SUPPLIED ENTRIES
▽

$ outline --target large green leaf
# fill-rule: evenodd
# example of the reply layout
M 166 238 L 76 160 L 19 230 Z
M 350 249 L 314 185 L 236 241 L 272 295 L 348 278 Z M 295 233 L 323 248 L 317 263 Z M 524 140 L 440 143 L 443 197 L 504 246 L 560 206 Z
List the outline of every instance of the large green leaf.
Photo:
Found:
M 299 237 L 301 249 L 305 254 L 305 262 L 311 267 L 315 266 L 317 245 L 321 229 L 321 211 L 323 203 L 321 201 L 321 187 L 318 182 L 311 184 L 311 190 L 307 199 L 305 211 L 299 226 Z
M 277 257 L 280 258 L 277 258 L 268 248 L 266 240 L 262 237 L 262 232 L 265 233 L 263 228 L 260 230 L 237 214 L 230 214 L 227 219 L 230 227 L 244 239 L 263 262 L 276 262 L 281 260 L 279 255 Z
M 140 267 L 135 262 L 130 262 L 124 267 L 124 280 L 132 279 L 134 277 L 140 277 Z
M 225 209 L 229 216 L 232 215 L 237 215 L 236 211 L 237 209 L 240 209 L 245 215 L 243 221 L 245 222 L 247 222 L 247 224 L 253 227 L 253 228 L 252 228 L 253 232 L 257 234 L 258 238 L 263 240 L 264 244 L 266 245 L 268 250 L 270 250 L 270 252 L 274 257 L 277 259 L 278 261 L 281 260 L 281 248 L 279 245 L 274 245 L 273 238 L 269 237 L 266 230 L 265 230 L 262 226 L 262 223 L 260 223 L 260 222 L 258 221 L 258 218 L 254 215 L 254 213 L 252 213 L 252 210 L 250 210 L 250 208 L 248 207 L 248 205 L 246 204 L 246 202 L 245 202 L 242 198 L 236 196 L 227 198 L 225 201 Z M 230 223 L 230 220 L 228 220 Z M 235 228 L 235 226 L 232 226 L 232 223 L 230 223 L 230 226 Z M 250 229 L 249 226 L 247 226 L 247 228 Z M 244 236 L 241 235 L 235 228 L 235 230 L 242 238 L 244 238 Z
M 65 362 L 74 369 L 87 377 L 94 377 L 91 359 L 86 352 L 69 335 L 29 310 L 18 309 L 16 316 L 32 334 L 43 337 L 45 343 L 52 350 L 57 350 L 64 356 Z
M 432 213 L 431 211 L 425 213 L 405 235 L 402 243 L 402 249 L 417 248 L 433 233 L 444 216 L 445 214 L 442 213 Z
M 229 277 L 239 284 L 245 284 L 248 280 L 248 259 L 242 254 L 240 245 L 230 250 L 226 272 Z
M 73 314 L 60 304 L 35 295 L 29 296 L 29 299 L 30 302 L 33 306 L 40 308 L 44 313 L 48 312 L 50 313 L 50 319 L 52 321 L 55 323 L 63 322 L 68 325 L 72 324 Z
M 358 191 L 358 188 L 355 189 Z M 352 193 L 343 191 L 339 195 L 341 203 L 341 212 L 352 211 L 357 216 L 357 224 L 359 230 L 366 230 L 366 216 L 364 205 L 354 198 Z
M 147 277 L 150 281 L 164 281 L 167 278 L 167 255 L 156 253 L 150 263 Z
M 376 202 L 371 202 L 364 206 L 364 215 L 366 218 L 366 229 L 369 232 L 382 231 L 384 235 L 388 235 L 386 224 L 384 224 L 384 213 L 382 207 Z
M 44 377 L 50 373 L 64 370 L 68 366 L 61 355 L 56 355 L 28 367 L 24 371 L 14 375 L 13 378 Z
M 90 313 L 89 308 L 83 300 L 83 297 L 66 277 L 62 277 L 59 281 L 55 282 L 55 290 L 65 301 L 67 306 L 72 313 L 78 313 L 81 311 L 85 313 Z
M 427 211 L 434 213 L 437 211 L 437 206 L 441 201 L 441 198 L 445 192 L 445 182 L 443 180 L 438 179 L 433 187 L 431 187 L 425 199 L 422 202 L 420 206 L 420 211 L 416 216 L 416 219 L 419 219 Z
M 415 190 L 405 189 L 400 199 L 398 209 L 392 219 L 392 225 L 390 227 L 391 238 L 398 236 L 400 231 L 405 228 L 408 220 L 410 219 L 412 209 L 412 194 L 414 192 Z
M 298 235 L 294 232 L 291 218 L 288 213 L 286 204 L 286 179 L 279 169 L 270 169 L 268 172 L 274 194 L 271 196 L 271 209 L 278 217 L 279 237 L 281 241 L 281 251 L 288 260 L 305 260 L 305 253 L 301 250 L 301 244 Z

△

EXERCISE GOAL
Please reproduce all the items above, swapping "large green leaf" for "small yellow leaf" wherever it occurs and leaving everything else unchanged.

RESULT OF THIS EXERCISE
$ outline --target small yellow leaf
# fill-rule: evenodd
# example of the reply layout
M 166 238 L 76 160 L 19 230 Z
M 350 249 L 314 185 L 236 241 L 272 295 L 348 278 Z M 295 233 L 323 248 L 317 263 Z M 524 140 L 440 143 L 443 197 L 504 246 L 560 206 Z
List the outline of every instance of the small yellow leaf.
Photo:
Found:
M 299 237 L 301 249 L 305 254 L 305 262 L 311 267 L 315 266 L 317 245 L 321 229 L 321 211 L 323 203 L 321 201 L 321 187 L 318 182 L 311 184 L 311 190 L 307 199 L 305 211 L 299 226 Z
M 277 257 L 280 258 L 277 258 L 268 248 L 266 240 L 262 237 L 262 232 L 265 233 L 263 228 L 260 230 L 237 214 L 230 214 L 227 219 L 230 227 L 244 239 L 263 262 L 276 262 L 281 260 L 279 255 Z
M 140 267 L 135 262 L 130 262 L 124 267 L 124 280 L 132 279 L 134 277 L 140 277 Z
M 225 209 L 229 216 L 232 215 L 237 215 L 236 211 L 237 209 L 240 209 L 245 215 L 243 221 L 245 222 L 247 222 L 247 224 L 253 227 L 253 228 L 252 228 L 253 232 L 257 234 L 258 238 L 263 240 L 264 244 L 266 245 L 268 250 L 270 250 L 270 252 L 274 257 L 277 259 L 278 261 L 281 260 L 281 248 L 279 245 L 274 245 L 273 238 L 269 237 L 266 230 L 265 230 L 262 226 L 262 223 L 260 223 L 260 222 L 258 221 L 258 218 L 254 215 L 254 213 L 252 213 L 252 210 L 250 210 L 250 208 L 248 207 L 248 205 L 246 204 L 246 202 L 245 202 L 242 198 L 236 196 L 227 198 L 225 201 Z M 230 223 L 230 220 L 228 220 Z M 235 228 L 235 226 L 232 226 L 232 223 L 230 223 L 230 226 Z M 250 229 L 249 226 L 247 226 L 247 228 Z M 244 236 L 241 235 L 235 228 L 235 230 L 242 238 L 244 238 Z
M 65 362 L 74 369 L 87 377 L 94 377 L 91 359 L 86 352 L 69 335 L 29 310 L 18 309 L 16 316 L 32 334 L 43 337 L 45 343 L 52 350 L 57 350 L 64 356 Z
M 432 213 L 431 211 L 425 213 L 405 235 L 402 243 L 402 249 L 417 248 L 433 233 L 444 216 L 445 214 L 442 213 Z
M 229 277 L 239 284 L 245 284 L 248 280 L 248 259 L 242 254 L 240 245 L 230 250 L 226 272 Z
M 73 314 L 60 304 L 35 295 L 29 296 L 29 299 L 30 302 L 33 306 L 40 308 L 44 313 L 48 312 L 50 313 L 50 319 L 52 321 L 55 323 L 63 322 L 68 325 L 72 324 Z
M 358 191 L 358 188 L 355 189 Z M 352 193 L 343 191 L 339 195 L 341 203 L 341 212 L 352 211 L 357 216 L 357 224 L 359 230 L 366 230 L 366 216 L 364 205 L 354 198 Z
M 147 277 L 150 281 L 164 281 L 167 278 L 167 255 L 156 253 L 150 263 Z
M 376 202 L 371 202 L 364 206 L 364 215 L 366 218 L 366 229 L 369 232 L 382 231 L 384 235 L 388 235 L 386 224 L 384 224 L 384 213 L 382 207 Z
M 44 377 L 50 373 L 64 370 L 68 366 L 61 355 L 56 355 L 28 367 L 24 371 L 14 375 L 13 378 Z
M 90 313 L 89 308 L 83 300 L 83 297 L 66 277 L 62 277 L 59 281 L 55 282 L 55 290 L 65 301 L 67 306 L 72 313 L 78 313 L 81 311 L 85 313 Z
M 427 211 L 434 213 L 437 211 L 437 206 L 441 201 L 441 198 L 445 192 L 445 182 L 443 180 L 438 179 L 433 187 L 431 187 L 425 199 L 422 202 L 420 206 L 420 211 L 416 216 L 416 219 L 419 219 Z
M 415 190 L 405 189 L 400 199 L 398 209 L 392 219 L 392 225 L 390 227 L 391 238 L 398 236 L 400 231 L 405 228 L 408 220 L 410 219 L 412 209 L 412 194 L 414 192 Z
M 298 235 L 294 232 L 291 218 L 288 213 L 286 204 L 286 179 L 279 169 L 270 169 L 268 172 L 274 194 L 271 196 L 271 209 L 278 217 L 279 237 L 281 241 L 281 251 L 288 260 L 305 260 L 305 253 L 301 250 L 301 244 Z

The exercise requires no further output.